--- start of PROVIDED INFORMATION ---

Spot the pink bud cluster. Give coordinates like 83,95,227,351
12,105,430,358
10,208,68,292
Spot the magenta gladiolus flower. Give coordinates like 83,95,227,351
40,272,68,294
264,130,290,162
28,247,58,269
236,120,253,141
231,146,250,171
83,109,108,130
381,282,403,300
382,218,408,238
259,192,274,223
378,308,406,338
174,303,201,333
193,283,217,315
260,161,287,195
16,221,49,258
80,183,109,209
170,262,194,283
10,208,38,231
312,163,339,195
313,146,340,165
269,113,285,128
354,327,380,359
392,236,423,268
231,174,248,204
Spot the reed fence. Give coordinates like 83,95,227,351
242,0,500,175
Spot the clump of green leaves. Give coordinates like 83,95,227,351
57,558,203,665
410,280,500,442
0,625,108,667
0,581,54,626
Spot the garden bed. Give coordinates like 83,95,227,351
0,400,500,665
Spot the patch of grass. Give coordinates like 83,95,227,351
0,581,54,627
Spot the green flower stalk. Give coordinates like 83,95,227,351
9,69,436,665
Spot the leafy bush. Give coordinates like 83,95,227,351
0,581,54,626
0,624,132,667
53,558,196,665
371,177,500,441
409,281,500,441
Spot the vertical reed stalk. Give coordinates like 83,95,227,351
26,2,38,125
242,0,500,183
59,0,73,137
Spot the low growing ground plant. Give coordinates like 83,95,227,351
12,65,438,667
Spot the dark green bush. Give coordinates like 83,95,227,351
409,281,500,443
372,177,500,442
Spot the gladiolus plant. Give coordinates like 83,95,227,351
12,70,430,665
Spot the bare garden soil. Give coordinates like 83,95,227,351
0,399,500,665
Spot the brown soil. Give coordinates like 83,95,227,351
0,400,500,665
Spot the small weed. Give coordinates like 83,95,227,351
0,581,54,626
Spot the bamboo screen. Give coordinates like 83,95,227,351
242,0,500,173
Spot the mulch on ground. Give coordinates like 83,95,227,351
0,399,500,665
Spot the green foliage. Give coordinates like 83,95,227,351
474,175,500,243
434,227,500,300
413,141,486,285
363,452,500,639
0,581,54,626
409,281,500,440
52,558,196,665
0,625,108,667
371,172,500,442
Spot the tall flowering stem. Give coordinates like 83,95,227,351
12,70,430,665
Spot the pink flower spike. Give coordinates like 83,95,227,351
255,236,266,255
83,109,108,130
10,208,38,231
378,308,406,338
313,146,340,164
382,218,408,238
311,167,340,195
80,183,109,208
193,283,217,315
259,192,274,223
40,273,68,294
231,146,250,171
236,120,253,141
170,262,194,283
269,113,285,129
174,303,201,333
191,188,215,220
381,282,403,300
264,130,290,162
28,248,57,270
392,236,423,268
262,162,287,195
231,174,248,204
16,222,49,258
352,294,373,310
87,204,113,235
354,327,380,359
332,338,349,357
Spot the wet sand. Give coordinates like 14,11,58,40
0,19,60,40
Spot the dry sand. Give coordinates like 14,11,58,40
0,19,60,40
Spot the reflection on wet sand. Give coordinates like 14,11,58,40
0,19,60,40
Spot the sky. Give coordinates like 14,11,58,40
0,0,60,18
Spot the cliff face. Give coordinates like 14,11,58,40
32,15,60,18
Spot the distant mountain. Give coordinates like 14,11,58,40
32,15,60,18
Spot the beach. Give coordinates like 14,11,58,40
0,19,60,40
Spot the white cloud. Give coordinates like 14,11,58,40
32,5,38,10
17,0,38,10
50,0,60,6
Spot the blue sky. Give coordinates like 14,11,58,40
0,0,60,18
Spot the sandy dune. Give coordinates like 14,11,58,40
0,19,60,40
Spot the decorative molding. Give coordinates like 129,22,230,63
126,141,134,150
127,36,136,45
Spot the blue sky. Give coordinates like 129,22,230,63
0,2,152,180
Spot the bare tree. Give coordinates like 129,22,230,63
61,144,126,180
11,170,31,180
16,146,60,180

--- end of PROVIDED INFORMATION ---

* _WHAT THIS TASK INVOLVES_
Can you write out every one of the entries above, word for word?

* _COMPLETE ANSWER_
Spot the pink bud cluster. Give coordinates like 83,95,227,351
12,105,430,358
10,208,68,292
Spot the magenta gladiolus flower. Give coordinates like 83,95,227,351
40,272,68,294
264,130,290,162
28,247,58,269
236,120,253,141
231,146,250,171
83,109,108,130
381,282,403,300
382,218,408,238
259,192,274,223
378,308,406,338
174,303,201,333
193,283,217,315
260,161,287,195
16,221,49,258
80,183,109,209
170,262,194,283
10,208,38,231
312,163,339,195
313,146,340,165
269,113,285,128
354,327,380,359
392,236,423,268
231,174,248,204
Spot the reed fence. Give coordinates like 83,95,227,351
242,0,500,175
Spot the clump of green leaves. Give coordinates like 83,95,227,351
57,558,203,665
410,280,500,442
0,625,108,667
0,581,54,626
Spot the garden bed. Give coordinates like 83,95,227,351
0,400,500,665
Spot the patch of grass. Give coordinates like 83,95,227,351
0,581,54,627
Spot the green flower stalk. Give coordinates like 83,95,227,351
9,69,436,665
Spot the leafy bush. Give coordinates like 83,95,227,351
0,581,54,626
0,624,132,667
53,558,196,665
371,177,500,441
409,281,500,441
Spot the vertical reed stalk. Give coordinates like 83,95,227,351
26,2,38,125
242,0,500,183
59,0,73,137
Spot the low growing ground plant. Give coordinates like 83,95,227,351
12,65,438,667
Spot the dark green bush. Give coordinates like 83,95,227,351
409,281,500,443
372,177,500,442
Spot the gladiolus plant. Give coordinates like 83,95,227,351
12,70,430,665
Spot the bare garden soil. Give coordinates like 83,95,227,351
0,399,500,665
Spot the brown soil. Give coordinates like 83,95,227,351
0,400,500,665
Spot the small weed. Give coordinates like 83,95,227,351
0,581,54,626
Spot the bamboo screen. Give coordinates like 83,95,227,351
242,0,500,173
Spot the mulch on ground. Give coordinates like 83,95,227,351
0,399,500,665
Spot the green foliage. Give coordinates like 83,95,227,351
474,175,500,243
434,227,500,300
413,141,486,285
363,452,500,639
0,581,54,626
409,281,500,440
52,558,196,665
0,625,108,667
371,172,500,442
Spot the tall flowering stem. Give coordinates like 83,95,227,351
12,70,430,665
Spot the pink flower spike. Give coordinates like 83,95,227,351
255,236,266,255
83,109,108,130
10,208,38,231
378,308,406,338
313,146,340,164
382,218,408,238
311,167,340,195
80,183,109,208
193,283,217,315
259,192,274,223
40,273,68,294
231,146,250,171
236,120,253,141
170,262,194,283
269,113,285,129
174,303,201,333
191,188,215,220
381,282,403,300
264,130,290,162
28,248,57,270
392,236,423,268
262,162,287,195
231,174,248,204
16,222,49,258
352,294,373,310
87,204,113,235
354,327,380,359
332,338,349,357
Spot the wet sand. Give coordinates like 14,11,58,40
0,19,60,40
Spot the dry sand. Give coordinates like 14,11,58,40
0,19,60,40
Spot the reflection on wet sand. Give coordinates like 14,11,58,40
0,19,60,40
Spot the sky. Give coordinates like 14,11,58,40
0,0,60,18
Spot the cliff face. Give coordinates like 14,11,58,40
32,15,60,18
Spot the distant mountain. Give coordinates like 14,11,58,40
32,15,60,18
Spot the beach. Give coordinates like 14,11,58,40
0,19,60,40
Spot the white cloud. Give coordinates like 14,11,58,40
32,5,38,10
17,0,38,10
50,0,60,6
Spot the blue sky. Give coordinates like 14,11,58,40
0,0,60,18
Spot the sandy dune. Give coordinates like 14,11,58,40
0,19,60,40
Spot the decorative molding. Give coordinates like 129,22,230,63
126,141,134,150
127,36,136,45
Spot the blue sky. Give coordinates like 129,22,230,63
0,2,152,180
Spot the bare tree. Give coordinates like 129,22,230,63
61,144,126,180
11,170,31,180
16,146,60,180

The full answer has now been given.